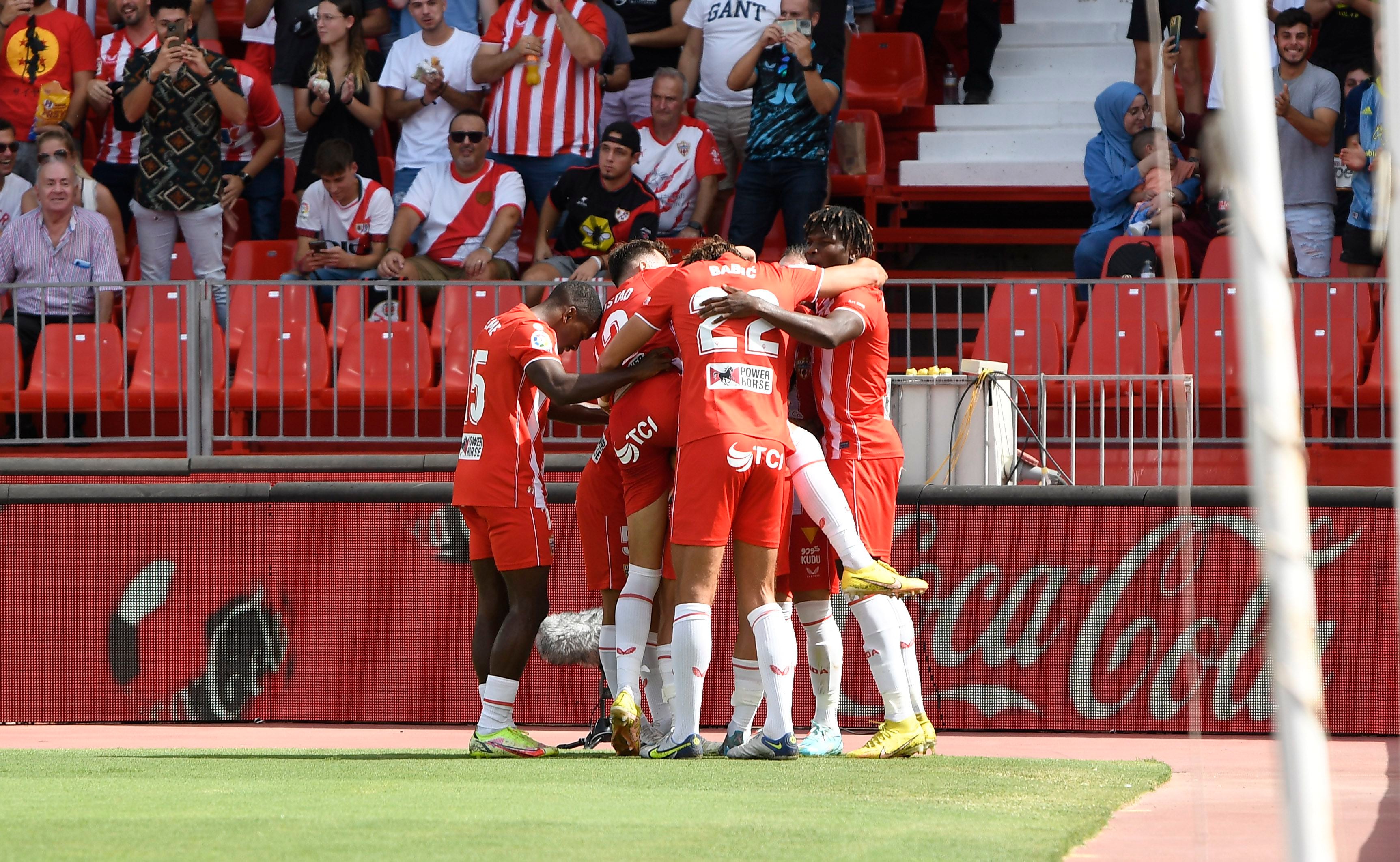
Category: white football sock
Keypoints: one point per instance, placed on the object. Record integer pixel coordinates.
(633, 619)
(880, 628)
(691, 644)
(651, 682)
(824, 657)
(668, 675)
(778, 658)
(498, 704)
(748, 694)
(608, 656)
(824, 501)
(906, 650)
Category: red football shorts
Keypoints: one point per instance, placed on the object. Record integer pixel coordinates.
(871, 488)
(511, 536)
(643, 427)
(603, 524)
(731, 482)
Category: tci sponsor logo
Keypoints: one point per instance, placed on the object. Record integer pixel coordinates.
(1167, 675)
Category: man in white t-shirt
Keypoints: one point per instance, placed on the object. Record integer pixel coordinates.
(679, 160)
(723, 31)
(470, 209)
(426, 80)
(1204, 21)
(12, 185)
(342, 224)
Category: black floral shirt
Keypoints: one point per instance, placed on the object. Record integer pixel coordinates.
(180, 164)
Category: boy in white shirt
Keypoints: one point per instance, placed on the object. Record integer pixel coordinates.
(342, 224)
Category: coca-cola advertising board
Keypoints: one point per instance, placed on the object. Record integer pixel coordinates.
(1038, 618)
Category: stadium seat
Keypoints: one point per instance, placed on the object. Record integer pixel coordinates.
(80, 360)
(268, 305)
(857, 185)
(355, 304)
(1183, 258)
(470, 305)
(282, 367)
(395, 367)
(885, 73)
(160, 376)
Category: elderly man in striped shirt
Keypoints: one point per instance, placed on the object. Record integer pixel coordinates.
(58, 244)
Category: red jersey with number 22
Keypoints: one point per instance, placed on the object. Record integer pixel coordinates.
(502, 462)
(735, 378)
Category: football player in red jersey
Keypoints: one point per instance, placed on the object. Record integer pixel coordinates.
(733, 415)
(850, 367)
(517, 381)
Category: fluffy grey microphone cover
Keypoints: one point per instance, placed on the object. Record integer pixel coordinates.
(570, 638)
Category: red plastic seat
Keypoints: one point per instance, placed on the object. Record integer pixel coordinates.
(885, 73)
(470, 307)
(160, 377)
(282, 367)
(1183, 258)
(856, 185)
(267, 305)
(96, 367)
(384, 364)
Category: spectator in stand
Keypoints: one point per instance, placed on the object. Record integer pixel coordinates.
(296, 45)
(180, 96)
(68, 56)
(427, 79)
(346, 216)
(1189, 68)
(252, 157)
(679, 160)
(1366, 124)
(470, 209)
(1308, 101)
(603, 206)
(1115, 175)
(719, 34)
(91, 195)
(58, 243)
(12, 185)
(121, 140)
(348, 101)
(1343, 34)
(558, 47)
(656, 33)
(796, 93)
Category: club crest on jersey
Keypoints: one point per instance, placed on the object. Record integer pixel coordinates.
(730, 376)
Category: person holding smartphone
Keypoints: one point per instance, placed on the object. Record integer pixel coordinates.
(180, 96)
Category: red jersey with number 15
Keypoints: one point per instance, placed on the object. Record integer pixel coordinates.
(737, 371)
(502, 462)
(850, 381)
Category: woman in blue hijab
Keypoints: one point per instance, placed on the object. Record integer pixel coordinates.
(1112, 174)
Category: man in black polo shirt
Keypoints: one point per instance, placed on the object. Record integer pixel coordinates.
(603, 206)
(796, 93)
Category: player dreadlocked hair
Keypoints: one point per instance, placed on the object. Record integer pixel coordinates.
(710, 248)
(622, 264)
(845, 224)
(582, 296)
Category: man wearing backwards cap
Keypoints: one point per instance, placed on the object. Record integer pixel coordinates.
(603, 206)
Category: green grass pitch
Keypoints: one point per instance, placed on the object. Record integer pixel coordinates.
(442, 805)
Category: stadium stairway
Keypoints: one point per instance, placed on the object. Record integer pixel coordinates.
(1048, 71)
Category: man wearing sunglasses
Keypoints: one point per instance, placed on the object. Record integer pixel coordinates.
(470, 209)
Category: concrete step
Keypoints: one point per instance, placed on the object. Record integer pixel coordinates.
(992, 174)
(954, 118)
(1063, 61)
(1115, 12)
(1062, 34)
(1010, 145)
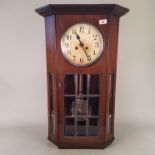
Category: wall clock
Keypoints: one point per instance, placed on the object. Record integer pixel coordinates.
(81, 47)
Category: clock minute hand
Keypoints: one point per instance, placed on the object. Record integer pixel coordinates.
(81, 44)
(78, 37)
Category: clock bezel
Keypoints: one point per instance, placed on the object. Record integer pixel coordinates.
(101, 51)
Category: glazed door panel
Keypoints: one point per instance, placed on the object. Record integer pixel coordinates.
(81, 91)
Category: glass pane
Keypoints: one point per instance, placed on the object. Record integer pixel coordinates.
(81, 107)
(109, 124)
(69, 127)
(94, 87)
(81, 127)
(69, 84)
(94, 105)
(110, 103)
(69, 106)
(52, 121)
(93, 127)
(81, 104)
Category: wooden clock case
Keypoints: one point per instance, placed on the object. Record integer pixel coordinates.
(64, 129)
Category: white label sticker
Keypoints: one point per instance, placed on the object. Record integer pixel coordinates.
(103, 21)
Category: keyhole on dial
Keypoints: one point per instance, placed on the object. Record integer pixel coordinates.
(86, 47)
(76, 48)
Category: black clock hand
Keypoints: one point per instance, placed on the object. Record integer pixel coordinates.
(78, 37)
(81, 44)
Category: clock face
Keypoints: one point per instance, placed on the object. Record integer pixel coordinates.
(82, 44)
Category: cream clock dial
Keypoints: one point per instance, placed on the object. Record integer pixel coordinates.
(82, 44)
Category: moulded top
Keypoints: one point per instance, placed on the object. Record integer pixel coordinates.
(52, 9)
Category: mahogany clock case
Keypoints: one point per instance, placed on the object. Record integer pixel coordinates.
(81, 100)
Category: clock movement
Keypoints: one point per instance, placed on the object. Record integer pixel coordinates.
(81, 49)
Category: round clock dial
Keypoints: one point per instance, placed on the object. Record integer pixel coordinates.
(82, 44)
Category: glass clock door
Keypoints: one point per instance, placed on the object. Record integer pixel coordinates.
(81, 104)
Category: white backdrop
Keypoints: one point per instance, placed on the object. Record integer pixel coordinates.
(23, 101)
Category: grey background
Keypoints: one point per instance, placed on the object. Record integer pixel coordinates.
(23, 102)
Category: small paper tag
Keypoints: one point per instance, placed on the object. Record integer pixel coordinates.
(103, 21)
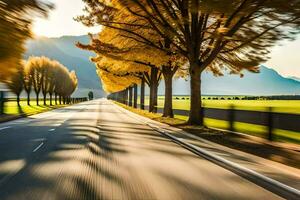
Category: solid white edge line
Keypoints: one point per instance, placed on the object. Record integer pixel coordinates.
(217, 159)
(38, 147)
(7, 127)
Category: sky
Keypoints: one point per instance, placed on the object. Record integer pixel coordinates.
(60, 21)
(285, 59)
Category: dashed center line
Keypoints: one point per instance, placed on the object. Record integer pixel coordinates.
(7, 127)
(38, 147)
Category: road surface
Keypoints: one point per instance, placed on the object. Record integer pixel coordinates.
(93, 150)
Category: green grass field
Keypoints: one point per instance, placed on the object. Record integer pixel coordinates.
(11, 108)
(282, 106)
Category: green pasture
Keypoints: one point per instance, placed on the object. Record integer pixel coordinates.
(12, 108)
(283, 106)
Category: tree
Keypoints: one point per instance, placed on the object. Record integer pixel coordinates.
(15, 84)
(15, 24)
(37, 73)
(28, 81)
(212, 35)
(91, 95)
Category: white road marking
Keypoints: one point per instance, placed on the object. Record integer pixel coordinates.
(38, 147)
(7, 127)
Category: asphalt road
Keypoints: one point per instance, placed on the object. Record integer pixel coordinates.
(95, 151)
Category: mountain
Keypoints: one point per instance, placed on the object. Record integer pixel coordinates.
(64, 50)
(294, 78)
(267, 82)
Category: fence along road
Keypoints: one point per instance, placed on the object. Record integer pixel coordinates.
(272, 120)
(98, 152)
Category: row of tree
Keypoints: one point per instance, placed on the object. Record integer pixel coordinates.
(43, 76)
(16, 18)
(144, 41)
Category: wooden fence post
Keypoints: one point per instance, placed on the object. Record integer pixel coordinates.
(231, 118)
(2, 102)
(270, 124)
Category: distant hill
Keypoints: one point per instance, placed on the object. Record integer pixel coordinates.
(267, 82)
(64, 50)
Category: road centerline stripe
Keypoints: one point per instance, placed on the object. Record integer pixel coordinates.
(7, 127)
(38, 147)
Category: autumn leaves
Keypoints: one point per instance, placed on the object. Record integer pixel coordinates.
(43, 76)
(153, 39)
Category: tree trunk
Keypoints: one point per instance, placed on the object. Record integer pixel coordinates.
(130, 96)
(195, 116)
(142, 98)
(135, 96)
(168, 103)
(28, 98)
(37, 99)
(50, 99)
(18, 100)
(55, 98)
(44, 98)
(153, 90)
(126, 97)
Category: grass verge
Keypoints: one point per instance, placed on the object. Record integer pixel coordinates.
(243, 143)
(13, 111)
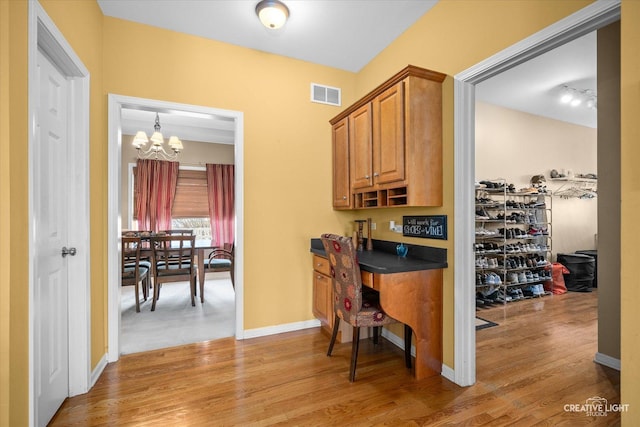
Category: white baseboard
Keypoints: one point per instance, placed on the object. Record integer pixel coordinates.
(609, 361)
(279, 329)
(448, 373)
(95, 374)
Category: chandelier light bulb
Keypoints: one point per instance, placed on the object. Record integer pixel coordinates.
(156, 150)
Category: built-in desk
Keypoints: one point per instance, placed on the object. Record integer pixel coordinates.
(410, 292)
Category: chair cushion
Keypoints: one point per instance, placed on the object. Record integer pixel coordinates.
(217, 263)
(370, 314)
(129, 271)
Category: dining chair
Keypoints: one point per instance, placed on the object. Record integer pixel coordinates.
(173, 261)
(353, 305)
(178, 232)
(220, 259)
(134, 273)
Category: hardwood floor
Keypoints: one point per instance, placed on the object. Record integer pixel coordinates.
(537, 360)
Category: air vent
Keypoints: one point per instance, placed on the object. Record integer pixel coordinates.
(325, 94)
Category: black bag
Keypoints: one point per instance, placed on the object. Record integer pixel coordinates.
(581, 271)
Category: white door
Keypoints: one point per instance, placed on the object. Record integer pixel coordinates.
(51, 349)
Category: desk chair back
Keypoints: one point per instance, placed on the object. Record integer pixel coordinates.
(350, 303)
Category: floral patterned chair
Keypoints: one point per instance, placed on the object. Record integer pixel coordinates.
(353, 305)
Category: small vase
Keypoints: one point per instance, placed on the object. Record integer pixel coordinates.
(402, 250)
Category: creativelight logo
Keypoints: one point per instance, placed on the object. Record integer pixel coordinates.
(596, 407)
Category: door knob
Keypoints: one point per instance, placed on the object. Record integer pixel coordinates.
(68, 251)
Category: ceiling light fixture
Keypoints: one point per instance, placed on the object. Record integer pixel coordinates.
(272, 13)
(576, 97)
(156, 150)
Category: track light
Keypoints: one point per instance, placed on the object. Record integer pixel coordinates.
(576, 97)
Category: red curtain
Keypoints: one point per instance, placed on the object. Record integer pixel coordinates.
(220, 185)
(156, 182)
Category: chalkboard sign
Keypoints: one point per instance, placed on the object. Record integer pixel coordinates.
(428, 227)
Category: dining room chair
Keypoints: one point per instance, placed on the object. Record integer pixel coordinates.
(220, 259)
(173, 261)
(177, 232)
(134, 273)
(353, 305)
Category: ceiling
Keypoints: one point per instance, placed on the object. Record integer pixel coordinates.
(535, 86)
(316, 32)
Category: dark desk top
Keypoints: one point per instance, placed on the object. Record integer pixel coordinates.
(383, 259)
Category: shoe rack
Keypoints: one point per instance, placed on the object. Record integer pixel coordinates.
(512, 242)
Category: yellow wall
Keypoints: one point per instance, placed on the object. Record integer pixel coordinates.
(630, 226)
(286, 147)
(287, 150)
(14, 386)
(81, 24)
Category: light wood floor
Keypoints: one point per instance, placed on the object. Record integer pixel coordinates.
(529, 367)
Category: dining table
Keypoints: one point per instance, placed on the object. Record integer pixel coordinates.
(201, 245)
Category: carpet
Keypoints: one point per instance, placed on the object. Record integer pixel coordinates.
(483, 323)
(175, 322)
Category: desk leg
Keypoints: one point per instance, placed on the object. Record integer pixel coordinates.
(200, 255)
(415, 299)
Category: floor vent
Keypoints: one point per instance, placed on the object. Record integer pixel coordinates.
(325, 94)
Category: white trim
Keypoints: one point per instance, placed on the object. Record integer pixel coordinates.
(95, 374)
(590, 18)
(43, 34)
(129, 220)
(116, 103)
(448, 373)
(464, 291)
(609, 361)
(280, 329)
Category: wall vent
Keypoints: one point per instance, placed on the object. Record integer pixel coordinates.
(326, 94)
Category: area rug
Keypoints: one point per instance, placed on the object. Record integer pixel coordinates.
(175, 321)
(483, 323)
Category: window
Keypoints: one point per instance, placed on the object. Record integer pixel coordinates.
(191, 204)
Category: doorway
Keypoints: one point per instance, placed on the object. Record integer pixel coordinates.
(116, 104)
(47, 45)
(590, 18)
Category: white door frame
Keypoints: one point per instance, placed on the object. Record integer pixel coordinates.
(44, 35)
(586, 20)
(116, 103)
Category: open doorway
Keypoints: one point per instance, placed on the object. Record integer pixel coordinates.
(590, 18)
(117, 104)
(536, 140)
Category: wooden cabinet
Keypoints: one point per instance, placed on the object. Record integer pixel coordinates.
(388, 136)
(340, 154)
(361, 147)
(394, 142)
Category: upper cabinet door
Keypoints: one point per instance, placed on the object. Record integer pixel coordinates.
(361, 147)
(388, 136)
(340, 151)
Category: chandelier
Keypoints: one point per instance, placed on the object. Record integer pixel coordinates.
(157, 150)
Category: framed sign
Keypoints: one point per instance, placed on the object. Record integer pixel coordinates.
(427, 227)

▸ **Task directions**:
Tally the lines of the material above that contain the word "stadium" and report the total alone.

▸ **Result for this exercise**:
2